DATA SHOWN:

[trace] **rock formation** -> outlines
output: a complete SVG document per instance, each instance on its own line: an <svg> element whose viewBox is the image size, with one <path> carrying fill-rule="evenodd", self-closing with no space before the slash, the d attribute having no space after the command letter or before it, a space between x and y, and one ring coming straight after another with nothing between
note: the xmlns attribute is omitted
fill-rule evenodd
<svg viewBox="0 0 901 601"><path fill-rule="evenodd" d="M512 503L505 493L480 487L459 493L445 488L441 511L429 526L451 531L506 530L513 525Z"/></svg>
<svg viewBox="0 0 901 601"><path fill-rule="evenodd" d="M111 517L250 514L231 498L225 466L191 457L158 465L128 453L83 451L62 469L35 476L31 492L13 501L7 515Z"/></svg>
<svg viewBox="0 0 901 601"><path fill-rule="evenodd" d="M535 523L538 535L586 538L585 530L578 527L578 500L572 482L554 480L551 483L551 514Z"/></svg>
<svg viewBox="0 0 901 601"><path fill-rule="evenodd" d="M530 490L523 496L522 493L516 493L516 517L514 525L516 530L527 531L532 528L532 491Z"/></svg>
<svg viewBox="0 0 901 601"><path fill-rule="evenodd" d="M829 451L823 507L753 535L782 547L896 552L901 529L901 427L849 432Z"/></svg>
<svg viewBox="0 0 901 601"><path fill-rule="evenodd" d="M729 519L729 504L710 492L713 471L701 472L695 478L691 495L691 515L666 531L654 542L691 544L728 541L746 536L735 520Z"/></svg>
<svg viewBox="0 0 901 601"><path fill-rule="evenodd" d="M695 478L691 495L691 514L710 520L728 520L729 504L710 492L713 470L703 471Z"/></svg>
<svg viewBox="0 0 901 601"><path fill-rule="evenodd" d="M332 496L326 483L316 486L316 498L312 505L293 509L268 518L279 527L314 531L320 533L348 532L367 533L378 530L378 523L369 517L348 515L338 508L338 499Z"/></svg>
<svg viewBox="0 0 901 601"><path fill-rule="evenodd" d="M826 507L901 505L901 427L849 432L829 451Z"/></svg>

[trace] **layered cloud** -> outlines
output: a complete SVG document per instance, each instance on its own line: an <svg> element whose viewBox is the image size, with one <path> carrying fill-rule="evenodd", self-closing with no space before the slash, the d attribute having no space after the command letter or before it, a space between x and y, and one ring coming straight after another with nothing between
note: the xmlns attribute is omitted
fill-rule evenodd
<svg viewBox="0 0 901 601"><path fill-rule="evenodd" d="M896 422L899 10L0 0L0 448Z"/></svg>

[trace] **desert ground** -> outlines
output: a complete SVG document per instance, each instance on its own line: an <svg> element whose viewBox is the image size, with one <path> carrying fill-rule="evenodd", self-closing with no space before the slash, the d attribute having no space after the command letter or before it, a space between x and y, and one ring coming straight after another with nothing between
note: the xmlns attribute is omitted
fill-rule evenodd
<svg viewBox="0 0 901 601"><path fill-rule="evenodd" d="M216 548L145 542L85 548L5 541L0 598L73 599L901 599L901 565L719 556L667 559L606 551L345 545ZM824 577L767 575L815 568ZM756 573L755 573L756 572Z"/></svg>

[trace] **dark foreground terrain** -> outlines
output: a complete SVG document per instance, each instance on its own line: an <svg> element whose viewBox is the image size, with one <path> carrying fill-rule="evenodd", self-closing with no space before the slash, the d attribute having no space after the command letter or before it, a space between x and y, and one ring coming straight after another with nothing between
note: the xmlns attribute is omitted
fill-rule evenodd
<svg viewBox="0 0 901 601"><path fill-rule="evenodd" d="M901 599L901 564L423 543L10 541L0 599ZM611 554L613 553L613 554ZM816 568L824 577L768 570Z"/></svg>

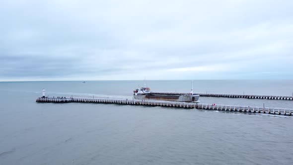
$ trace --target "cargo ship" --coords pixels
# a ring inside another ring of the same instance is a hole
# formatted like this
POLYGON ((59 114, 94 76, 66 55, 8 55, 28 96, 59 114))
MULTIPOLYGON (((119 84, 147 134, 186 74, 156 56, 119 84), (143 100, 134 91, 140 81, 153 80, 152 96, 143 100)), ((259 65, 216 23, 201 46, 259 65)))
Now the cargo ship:
POLYGON ((149 99, 157 100, 167 100, 173 101, 182 102, 198 102, 200 95, 193 93, 193 90, 192 87, 189 93, 165 93, 164 94, 156 94, 150 91, 149 87, 139 87, 133 91, 133 97, 137 99, 149 99))

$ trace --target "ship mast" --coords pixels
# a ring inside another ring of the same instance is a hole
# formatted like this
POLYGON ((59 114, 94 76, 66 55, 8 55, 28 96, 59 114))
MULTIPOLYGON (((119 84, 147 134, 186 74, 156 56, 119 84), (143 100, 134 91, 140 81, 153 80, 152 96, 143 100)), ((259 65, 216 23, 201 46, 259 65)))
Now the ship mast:
POLYGON ((190 94, 193 94, 193 81, 191 81, 191 90, 190 91, 190 94))

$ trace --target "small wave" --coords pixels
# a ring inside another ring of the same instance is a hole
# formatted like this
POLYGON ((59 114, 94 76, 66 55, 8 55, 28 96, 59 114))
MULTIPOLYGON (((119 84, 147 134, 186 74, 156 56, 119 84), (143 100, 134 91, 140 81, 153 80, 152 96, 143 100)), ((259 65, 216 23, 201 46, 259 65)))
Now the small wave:
POLYGON ((15 149, 12 149, 10 151, 4 151, 2 153, 0 153, 0 157, 5 156, 5 155, 6 155, 11 154, 11 153, 14 152, 15 151, 15 149))

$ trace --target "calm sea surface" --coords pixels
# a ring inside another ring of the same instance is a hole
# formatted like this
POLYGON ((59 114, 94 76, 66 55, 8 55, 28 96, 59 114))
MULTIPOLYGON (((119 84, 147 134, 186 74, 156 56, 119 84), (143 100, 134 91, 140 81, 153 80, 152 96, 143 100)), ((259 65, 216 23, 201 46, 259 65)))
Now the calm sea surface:
MULTIPOLYGON (((190 81, 148 81, 188 92, 190 81)), ((49 96, 132 98, 143 81, 0 82, 0 165, 293 165, 293 117, 115 104, 37 103, 49 96)), ((194 91, 292 95, 293 81, 195 81, 194 91)), ((200 97, 293 108, 293 101, 200 97)))

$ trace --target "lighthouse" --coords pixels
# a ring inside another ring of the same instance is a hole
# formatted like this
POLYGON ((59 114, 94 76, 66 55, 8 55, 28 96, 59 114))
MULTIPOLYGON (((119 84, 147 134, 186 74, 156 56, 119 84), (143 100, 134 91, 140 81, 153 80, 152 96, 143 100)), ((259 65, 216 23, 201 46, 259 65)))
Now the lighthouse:
POLYGON ((43 88, 43 90, 42 90, 42 91, 43 92, 43 96, 42 97, 42 98, 45 98, 45 95, 46 94, 46 90, 45 90, 45 88, 43 88))

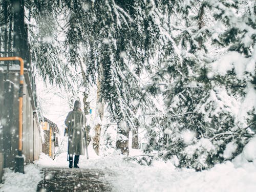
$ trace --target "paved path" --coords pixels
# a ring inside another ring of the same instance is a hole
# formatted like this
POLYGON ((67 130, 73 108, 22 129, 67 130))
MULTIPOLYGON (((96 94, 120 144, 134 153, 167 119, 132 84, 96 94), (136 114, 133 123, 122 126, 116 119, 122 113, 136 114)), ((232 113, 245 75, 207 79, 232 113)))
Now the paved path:
POLYGON ((37 191, 111 191, 105 177, 109 171, 97 169, 45 168, 37 191))

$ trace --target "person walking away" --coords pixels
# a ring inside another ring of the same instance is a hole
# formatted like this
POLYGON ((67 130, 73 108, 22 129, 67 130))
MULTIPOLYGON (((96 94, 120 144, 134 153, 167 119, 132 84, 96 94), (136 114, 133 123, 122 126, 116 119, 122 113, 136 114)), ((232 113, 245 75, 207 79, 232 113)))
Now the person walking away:
POLYGON ((76 100, 74 109, 70 112, 65 120, 65 124, 68 127, 68 146, 69 168, 79 168, 77 165, 79 156, 84 155, 86 139, 84 137, 86 118, 84 113, 81 110, 81 102, 76 100))

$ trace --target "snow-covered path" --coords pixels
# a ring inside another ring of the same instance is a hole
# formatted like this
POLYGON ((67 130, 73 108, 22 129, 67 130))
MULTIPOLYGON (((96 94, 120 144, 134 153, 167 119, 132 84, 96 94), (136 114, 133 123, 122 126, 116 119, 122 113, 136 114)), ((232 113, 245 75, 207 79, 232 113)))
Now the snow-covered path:
MULTIPOLYGON (((119 154, 99 157, 90 150, 89 155, 89 160, 81 156, 80 167, 111 173, 105 174, 104 180, 114 191, 256 191, 256 161, 244 161, 241 156, 233 162, 227 161, 208 170, 196 172, 177 170, 170 162, 155 161, 147 166, 124 161, 124 156, 119 154)), ((36 191, 43 178, 40 170, 46 167, 67 170, 68 166, 66 153, 54 160, 42 154, 34 164, 25 166, 25 174, 6 169, 0 191, 36 191)))
POLYGON ((105 170, 69 168, 44 168, 44 179, 38 184, 40 191, 111 191, 105 179, 105 170))

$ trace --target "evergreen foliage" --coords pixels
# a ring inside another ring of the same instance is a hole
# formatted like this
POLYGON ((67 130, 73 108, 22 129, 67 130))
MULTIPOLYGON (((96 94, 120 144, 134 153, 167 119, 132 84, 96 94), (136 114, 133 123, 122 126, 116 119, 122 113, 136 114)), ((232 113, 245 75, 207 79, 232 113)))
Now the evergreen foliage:
POLYGON ((39 73, 71 89, 82 84, 88 91, 100 81, 118 140, 127 142, 129 131, 139 126, 147 132, 145 152, 201 170, 233 159, 254 134, 254 1, 28 1, 25 6, 39 73))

TASK BRIEF:
Collect each line in the entries above that contains the string "outlines", and reproduce those lines unchanged.

OUTPUT FOR THIS EXERCISE:
[trace] **rock formation** -> outlines
[trace] **layered cloud** -> outlines
[trace] **desert ground** -> outlines
[trace] **dark foreground terrain** -> outlines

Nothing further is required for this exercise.